# WHAT THIS EXERCISE ASKS
• A. List every department or graduate center at the University of Kentucky Medical Center that is named in the 4-chlorobiphenyl abstract.
• B. According to the 4-chlorobiphenyl abstract, how many days were the Fischer 344 male rats fasted?
• C. Render this sentence from the 4-chlorobiphenyl abstract in Spanish: "Of the metabolites tested, only one monohydroxy and one quinoid metabolite showed initiating activity."

# PAGE TEXT
= Beginning of Section =
Initiating Activity of 4-Chlorobiphenyl Metabolites in the Resistant Hepatocyte Model

Parvaneh Espandiari*, Howard P. Glauert*,{dagger}, Hans-Joachim Lehmler*, Eun Y. Lee*,{ddagger}, Cidambi Srinivasan§ and Larry W. Robertson*,{dagger},1

* Graduate Center for Toxicology, {dagger} Graduate Center for Nutritional Sciences, {ddagger} Department of Pathology and Laboratory Medicine, and § Department of Statistics, University of Kentucky Medical Center, Lexington, Kentucky 40536

Received December 14, 2003; accepted January 26, 2004

We recently reported that several mono- to tetrachlorinated biphenyls have initiating activity in the livers of Fischer 344 rats. In the present study, we investigated the metabolic activation of one of those compounds, 4-chlorobiphenyl (PCB 3). Monohydroxy (400 µmol/kg), dihydroxy (200 µmol/kg), and quinone (100 µmol/kg) metabolites of PCB 3 were evaluated for their initiating activity. Fischer 344 male rats were fasted for 4 days; 24 h after feeding again, they were injected (ip) with metabolites, vehicle, or diethylnitrosamine (DEN, 20 or 40 mg/kg). All animals were treated with selection agents as follows: three daily p.o. doses of 2-acetylaminofluorene (2-AAF, 30 mg/kg), followed by a single p.o. dose of carbon tetrachloride (2 ml/kg) and three additional daily treatments of 2-AAF. Rats were killed 2 weeks after the last 2-AAF intubation. Livers were evaluated for changes in morphology, and the number and volume of {gamma}-glutamyl transpeptidase-positive foci were measured. Of the metabolites tested, only one monohydroxy and one quinoid metabolite showed initiating activity. The metabolic activation of PCB 3, therefore, proceeds via parahydroxylation and oxidation to the ortho 3,4-quinone, the ultimate carcinogen. This is the first report to demonstrate that specific PCB metabolites possess initiating activity in the rodent liver in vivo. The results support the conclusion that 4-OH PCB 3 and 3,4-BQ PCB 3 act as proximate and ultimate carcinogenic metabolites resulting from the bioactivation of PCB 3 in rat liver.
= End of Section =
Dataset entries
= Beginning of Section =
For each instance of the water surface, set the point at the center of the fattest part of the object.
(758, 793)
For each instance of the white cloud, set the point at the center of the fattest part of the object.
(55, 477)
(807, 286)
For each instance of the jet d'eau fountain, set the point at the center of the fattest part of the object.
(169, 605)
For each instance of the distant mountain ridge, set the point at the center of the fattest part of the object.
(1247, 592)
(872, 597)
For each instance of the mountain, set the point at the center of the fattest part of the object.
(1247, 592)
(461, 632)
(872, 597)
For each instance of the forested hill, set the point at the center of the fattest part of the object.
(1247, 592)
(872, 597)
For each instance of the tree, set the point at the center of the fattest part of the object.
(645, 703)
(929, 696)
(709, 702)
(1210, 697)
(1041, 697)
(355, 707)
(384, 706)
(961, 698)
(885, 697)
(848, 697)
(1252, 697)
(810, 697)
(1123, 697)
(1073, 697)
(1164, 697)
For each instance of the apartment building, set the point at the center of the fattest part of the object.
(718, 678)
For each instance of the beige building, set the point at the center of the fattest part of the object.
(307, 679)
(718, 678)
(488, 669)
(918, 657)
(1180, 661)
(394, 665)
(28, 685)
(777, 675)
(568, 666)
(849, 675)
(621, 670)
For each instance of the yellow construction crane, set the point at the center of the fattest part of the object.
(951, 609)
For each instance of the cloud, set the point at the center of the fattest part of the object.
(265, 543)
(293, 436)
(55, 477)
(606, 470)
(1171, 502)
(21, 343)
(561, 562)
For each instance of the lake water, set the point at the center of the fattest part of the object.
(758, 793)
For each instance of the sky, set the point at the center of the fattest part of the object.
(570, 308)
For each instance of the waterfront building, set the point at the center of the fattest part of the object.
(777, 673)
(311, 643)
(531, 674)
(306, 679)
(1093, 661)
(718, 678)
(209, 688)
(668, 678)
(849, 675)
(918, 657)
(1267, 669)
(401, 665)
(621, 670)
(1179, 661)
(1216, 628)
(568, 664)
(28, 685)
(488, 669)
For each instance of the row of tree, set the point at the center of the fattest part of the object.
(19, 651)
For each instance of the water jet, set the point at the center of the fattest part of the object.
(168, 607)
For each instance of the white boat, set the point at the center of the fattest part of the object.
= End of Section =
# RESULTS OF THE TASKS
• A.
Graduate Center for Toxicology
Graduate Center for Nutritional Sciences
Department of Pathology and Laboratory Medicine
Department of Statistics

• B. 4 days

• C. De los metabolitos evaluados, solo un metabolito monohidroxilado y uno quinoide mostraron actividad iniciadora.